--- BEGIN Data to use ---

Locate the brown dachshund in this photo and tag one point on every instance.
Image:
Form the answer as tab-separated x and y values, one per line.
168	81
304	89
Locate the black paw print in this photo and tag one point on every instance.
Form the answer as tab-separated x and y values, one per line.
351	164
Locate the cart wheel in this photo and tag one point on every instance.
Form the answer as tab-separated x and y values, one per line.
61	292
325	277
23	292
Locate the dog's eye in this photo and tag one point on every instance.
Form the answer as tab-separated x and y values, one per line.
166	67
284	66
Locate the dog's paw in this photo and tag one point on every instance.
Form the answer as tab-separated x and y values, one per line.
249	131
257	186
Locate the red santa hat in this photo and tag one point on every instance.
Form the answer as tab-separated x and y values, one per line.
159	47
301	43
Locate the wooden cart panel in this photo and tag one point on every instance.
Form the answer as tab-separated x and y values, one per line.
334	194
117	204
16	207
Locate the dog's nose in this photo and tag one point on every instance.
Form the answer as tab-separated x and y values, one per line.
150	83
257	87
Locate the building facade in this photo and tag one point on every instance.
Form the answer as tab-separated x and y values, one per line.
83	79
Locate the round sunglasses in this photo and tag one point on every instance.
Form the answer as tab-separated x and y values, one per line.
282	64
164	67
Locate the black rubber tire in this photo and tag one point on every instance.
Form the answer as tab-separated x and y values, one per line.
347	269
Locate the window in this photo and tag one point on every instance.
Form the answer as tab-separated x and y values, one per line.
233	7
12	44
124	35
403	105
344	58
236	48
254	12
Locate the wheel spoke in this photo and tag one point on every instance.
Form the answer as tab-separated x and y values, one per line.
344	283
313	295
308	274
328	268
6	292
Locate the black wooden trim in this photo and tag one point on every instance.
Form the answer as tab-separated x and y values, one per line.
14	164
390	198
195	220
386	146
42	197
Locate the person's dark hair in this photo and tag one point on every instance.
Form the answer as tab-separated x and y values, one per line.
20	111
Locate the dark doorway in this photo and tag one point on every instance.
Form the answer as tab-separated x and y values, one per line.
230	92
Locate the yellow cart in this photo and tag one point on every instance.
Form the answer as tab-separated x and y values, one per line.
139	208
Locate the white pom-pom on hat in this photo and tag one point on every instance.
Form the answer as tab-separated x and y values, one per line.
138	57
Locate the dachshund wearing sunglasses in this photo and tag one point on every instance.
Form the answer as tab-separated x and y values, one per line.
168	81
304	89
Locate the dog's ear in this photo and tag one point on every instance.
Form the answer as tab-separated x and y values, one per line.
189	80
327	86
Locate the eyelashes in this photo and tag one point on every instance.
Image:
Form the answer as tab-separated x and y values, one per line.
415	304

--- END Data to use ---
--- BEGIN Data to use ---

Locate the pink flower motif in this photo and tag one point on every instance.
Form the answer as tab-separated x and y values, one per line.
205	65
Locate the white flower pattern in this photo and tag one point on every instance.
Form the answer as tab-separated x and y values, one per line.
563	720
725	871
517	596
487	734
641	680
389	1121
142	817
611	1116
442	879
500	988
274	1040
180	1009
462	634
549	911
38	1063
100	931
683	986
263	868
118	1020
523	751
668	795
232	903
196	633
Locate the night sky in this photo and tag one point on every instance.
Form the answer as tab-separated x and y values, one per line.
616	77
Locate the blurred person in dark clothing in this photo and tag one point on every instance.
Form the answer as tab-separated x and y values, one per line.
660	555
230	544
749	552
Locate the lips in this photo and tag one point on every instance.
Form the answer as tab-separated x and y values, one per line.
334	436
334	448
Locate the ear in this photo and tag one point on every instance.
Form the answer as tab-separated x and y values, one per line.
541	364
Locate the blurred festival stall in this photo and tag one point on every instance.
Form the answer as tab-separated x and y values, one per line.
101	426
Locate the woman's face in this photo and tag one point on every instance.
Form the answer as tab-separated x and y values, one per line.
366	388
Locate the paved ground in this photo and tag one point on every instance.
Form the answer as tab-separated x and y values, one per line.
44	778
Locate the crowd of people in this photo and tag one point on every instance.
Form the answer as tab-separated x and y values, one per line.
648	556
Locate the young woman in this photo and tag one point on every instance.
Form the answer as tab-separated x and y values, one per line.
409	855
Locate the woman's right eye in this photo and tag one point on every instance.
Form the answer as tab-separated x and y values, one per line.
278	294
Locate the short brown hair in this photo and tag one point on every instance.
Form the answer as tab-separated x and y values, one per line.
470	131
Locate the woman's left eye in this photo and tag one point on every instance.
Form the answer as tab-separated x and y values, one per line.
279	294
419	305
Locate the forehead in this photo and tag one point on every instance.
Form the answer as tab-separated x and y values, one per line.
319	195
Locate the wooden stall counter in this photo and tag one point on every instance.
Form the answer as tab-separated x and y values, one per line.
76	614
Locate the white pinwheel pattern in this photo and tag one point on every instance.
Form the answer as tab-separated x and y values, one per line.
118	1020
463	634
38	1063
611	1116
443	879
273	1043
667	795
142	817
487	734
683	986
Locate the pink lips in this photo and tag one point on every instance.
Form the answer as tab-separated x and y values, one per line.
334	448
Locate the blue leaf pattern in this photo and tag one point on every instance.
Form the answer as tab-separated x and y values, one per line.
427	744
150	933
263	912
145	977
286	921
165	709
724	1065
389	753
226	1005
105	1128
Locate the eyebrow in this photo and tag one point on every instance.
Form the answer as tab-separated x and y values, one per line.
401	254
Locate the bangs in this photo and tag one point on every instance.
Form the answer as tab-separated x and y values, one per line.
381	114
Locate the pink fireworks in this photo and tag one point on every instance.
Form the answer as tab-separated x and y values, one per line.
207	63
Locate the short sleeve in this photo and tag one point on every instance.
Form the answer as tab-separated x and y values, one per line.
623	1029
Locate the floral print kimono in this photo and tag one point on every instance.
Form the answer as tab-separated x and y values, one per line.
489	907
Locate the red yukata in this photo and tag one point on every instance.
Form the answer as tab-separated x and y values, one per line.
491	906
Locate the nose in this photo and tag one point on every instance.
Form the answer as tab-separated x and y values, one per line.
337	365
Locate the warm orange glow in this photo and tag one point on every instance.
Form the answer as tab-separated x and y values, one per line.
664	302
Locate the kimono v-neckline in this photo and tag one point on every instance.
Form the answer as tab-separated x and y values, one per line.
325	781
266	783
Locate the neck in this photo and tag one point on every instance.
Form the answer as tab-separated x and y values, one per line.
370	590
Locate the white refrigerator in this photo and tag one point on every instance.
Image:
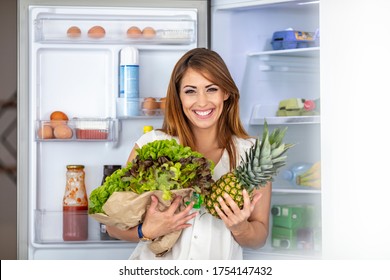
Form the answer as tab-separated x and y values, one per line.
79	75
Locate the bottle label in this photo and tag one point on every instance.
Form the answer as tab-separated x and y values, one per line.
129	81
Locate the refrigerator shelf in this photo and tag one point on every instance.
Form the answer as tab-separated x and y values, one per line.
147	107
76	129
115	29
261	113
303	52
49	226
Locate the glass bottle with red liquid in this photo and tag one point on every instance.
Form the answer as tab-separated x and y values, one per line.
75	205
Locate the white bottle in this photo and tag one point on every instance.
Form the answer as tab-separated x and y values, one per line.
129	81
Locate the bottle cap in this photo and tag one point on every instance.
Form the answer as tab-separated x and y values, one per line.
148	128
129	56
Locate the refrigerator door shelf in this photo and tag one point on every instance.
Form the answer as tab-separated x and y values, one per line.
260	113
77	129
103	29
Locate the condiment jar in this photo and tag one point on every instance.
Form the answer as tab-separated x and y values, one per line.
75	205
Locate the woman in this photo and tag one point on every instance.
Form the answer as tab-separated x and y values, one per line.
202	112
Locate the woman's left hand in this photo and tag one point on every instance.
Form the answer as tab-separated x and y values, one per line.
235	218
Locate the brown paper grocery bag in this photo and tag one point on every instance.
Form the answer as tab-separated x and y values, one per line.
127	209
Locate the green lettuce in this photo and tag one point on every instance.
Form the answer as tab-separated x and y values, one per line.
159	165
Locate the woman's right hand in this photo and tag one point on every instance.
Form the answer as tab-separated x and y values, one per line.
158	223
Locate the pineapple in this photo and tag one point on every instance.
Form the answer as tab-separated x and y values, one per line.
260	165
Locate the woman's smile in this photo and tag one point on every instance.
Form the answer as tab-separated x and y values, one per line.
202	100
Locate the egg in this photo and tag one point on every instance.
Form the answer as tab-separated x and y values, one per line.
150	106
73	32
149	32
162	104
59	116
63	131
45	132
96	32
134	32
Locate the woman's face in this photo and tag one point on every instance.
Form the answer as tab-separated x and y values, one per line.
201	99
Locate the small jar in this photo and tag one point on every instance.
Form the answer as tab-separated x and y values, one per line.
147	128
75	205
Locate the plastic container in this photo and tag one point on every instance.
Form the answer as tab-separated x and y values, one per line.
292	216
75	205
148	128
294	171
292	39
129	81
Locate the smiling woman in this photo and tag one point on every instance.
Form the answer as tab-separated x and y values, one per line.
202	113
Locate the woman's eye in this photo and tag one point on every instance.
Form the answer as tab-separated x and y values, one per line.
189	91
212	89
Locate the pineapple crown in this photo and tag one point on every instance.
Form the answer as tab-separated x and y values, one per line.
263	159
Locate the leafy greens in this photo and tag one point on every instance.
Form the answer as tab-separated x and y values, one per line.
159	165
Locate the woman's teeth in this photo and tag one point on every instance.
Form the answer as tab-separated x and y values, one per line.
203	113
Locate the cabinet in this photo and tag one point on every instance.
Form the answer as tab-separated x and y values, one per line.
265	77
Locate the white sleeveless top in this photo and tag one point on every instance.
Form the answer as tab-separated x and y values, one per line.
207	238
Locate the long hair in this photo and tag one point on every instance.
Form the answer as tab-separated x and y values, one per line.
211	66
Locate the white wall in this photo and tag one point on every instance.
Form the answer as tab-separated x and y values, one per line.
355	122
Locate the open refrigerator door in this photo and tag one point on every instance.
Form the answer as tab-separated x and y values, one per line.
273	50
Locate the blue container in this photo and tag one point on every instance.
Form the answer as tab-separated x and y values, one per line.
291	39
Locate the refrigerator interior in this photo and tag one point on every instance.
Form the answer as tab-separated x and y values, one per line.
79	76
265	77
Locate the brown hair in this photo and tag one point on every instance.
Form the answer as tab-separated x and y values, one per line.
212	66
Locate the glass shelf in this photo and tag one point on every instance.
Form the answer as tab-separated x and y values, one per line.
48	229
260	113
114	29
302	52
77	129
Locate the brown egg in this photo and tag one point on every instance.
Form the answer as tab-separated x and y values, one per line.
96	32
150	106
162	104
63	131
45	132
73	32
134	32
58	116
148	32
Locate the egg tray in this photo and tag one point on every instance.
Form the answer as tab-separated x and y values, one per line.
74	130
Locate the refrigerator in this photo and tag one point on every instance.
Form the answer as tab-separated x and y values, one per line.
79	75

--- END Data to use ---

◆ **To be done**
Return every line of the material above that contains the string "dachshund".

◆ **Final result**
Locate the brown dachshund in this photo and tag one point on every instance.
Locate the dachshund wearing sunglasses in this photo and tag one point on every instance.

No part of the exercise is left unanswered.